DATA →

[Start of section]

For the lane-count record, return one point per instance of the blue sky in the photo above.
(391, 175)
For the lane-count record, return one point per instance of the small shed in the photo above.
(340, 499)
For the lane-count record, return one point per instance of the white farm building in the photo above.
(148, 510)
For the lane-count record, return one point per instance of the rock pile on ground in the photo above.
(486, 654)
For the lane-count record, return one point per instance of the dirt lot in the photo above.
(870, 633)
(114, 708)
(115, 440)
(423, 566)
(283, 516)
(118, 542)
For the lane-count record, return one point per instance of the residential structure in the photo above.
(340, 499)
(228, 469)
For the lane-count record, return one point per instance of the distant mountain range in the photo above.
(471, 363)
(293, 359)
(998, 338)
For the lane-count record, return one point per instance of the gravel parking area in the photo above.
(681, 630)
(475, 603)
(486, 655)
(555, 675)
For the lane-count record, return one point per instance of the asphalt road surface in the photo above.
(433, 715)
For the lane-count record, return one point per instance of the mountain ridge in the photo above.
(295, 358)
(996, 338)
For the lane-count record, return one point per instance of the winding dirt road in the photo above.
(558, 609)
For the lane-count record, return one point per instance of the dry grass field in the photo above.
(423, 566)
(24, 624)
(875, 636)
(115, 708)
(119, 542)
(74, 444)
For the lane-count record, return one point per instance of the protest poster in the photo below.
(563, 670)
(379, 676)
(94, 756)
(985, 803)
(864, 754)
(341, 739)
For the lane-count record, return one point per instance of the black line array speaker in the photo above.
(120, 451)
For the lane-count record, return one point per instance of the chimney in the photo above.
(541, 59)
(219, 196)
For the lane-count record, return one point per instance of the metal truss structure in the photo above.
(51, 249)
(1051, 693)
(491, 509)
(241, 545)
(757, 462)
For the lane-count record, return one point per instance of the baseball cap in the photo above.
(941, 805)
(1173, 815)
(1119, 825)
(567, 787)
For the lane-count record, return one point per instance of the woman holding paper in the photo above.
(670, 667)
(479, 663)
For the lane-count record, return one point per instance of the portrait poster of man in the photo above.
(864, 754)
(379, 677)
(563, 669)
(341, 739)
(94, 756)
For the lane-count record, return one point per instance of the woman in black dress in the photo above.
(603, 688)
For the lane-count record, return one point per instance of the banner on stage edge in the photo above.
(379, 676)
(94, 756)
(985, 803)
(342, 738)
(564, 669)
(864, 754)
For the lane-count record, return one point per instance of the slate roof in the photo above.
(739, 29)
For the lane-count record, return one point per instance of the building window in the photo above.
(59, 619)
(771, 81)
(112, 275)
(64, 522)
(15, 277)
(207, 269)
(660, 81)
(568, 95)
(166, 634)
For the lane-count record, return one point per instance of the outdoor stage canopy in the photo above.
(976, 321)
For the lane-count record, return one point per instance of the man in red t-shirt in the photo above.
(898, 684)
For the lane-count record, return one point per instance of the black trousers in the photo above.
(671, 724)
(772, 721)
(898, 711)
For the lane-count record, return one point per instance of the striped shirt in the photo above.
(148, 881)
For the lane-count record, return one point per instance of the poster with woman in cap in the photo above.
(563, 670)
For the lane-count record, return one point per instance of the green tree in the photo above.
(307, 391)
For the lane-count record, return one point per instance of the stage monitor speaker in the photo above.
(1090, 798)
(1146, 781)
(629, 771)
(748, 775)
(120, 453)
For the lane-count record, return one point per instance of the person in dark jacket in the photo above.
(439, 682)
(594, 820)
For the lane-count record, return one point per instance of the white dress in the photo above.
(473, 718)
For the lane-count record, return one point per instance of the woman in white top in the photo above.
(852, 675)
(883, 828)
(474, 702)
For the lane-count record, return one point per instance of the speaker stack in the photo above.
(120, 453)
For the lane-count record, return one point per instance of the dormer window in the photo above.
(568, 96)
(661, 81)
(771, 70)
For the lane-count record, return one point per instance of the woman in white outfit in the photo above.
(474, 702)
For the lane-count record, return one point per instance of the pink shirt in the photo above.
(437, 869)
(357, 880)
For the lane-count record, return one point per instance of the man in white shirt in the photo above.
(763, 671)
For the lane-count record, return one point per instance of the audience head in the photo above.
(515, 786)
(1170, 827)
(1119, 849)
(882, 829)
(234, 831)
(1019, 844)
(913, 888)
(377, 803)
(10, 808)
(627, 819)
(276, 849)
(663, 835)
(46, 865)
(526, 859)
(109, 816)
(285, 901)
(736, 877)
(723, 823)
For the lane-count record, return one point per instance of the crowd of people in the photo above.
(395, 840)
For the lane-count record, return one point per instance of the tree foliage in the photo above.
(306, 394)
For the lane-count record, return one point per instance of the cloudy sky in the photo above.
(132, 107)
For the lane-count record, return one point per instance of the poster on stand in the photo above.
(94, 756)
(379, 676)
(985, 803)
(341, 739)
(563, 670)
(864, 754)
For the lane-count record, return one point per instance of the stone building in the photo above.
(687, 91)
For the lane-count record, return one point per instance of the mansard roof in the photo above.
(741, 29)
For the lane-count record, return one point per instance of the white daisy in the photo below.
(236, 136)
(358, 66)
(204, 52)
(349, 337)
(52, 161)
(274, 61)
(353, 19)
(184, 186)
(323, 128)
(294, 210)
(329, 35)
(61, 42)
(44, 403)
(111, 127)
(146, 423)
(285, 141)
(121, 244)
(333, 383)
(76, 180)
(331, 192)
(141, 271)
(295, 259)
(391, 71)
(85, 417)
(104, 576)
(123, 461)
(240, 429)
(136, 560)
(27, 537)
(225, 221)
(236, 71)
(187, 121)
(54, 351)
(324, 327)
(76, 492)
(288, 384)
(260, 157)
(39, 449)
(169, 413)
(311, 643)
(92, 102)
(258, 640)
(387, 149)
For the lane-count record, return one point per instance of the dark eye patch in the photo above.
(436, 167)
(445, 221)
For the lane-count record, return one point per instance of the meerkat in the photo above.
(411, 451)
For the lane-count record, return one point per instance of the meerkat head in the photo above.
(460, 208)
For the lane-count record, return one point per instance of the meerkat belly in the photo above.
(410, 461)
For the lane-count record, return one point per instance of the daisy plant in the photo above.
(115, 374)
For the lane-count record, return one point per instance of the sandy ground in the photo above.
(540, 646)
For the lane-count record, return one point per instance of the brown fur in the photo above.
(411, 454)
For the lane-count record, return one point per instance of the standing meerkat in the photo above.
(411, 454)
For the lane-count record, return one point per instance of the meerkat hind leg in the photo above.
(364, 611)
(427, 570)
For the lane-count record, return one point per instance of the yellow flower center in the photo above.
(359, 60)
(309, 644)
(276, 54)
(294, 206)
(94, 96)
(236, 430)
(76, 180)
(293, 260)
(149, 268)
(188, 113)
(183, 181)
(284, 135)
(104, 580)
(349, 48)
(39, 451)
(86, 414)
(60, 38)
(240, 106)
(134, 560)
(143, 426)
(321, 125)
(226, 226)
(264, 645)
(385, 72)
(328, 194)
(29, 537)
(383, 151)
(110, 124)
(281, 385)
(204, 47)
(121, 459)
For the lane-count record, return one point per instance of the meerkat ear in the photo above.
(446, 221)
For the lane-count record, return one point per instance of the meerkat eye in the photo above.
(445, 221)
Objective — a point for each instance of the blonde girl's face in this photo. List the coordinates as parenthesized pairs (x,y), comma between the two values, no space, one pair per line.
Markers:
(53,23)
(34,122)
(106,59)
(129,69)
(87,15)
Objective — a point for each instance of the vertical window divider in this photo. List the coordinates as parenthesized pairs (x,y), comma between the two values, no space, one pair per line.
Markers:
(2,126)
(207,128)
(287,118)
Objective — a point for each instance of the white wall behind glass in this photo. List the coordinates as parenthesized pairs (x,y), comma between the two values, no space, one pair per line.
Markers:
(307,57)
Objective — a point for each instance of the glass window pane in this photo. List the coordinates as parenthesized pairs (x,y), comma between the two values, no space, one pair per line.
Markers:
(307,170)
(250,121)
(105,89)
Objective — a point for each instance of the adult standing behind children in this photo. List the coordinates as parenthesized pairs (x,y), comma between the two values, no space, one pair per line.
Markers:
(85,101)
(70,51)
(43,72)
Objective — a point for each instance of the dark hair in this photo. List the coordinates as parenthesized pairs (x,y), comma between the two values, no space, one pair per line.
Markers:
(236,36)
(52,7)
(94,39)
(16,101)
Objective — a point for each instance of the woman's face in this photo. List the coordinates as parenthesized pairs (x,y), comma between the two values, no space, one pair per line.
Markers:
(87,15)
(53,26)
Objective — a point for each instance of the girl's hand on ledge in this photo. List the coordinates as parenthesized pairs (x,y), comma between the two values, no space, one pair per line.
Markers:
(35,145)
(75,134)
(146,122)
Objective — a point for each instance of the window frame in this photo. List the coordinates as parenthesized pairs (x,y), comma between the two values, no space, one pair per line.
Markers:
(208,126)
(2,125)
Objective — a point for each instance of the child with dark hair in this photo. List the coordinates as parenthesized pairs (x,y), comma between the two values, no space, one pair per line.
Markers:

[End of section]

WHAT TO WORK ON →
From the entries, copy every line in which the string "girl" can be found.

TASK SOLUTION →
Objective — a point for each instance of the blonde girl's face in this photo. List the coordinates as parenthesized pairs (x,y), comma between the two values, no space, one pair per line.
Objective — a point for each instance of the girl's hand on ledge in this photo. List the coordinates as parenthesized pairs (x,y), comma between the two values, no space, one pair per line.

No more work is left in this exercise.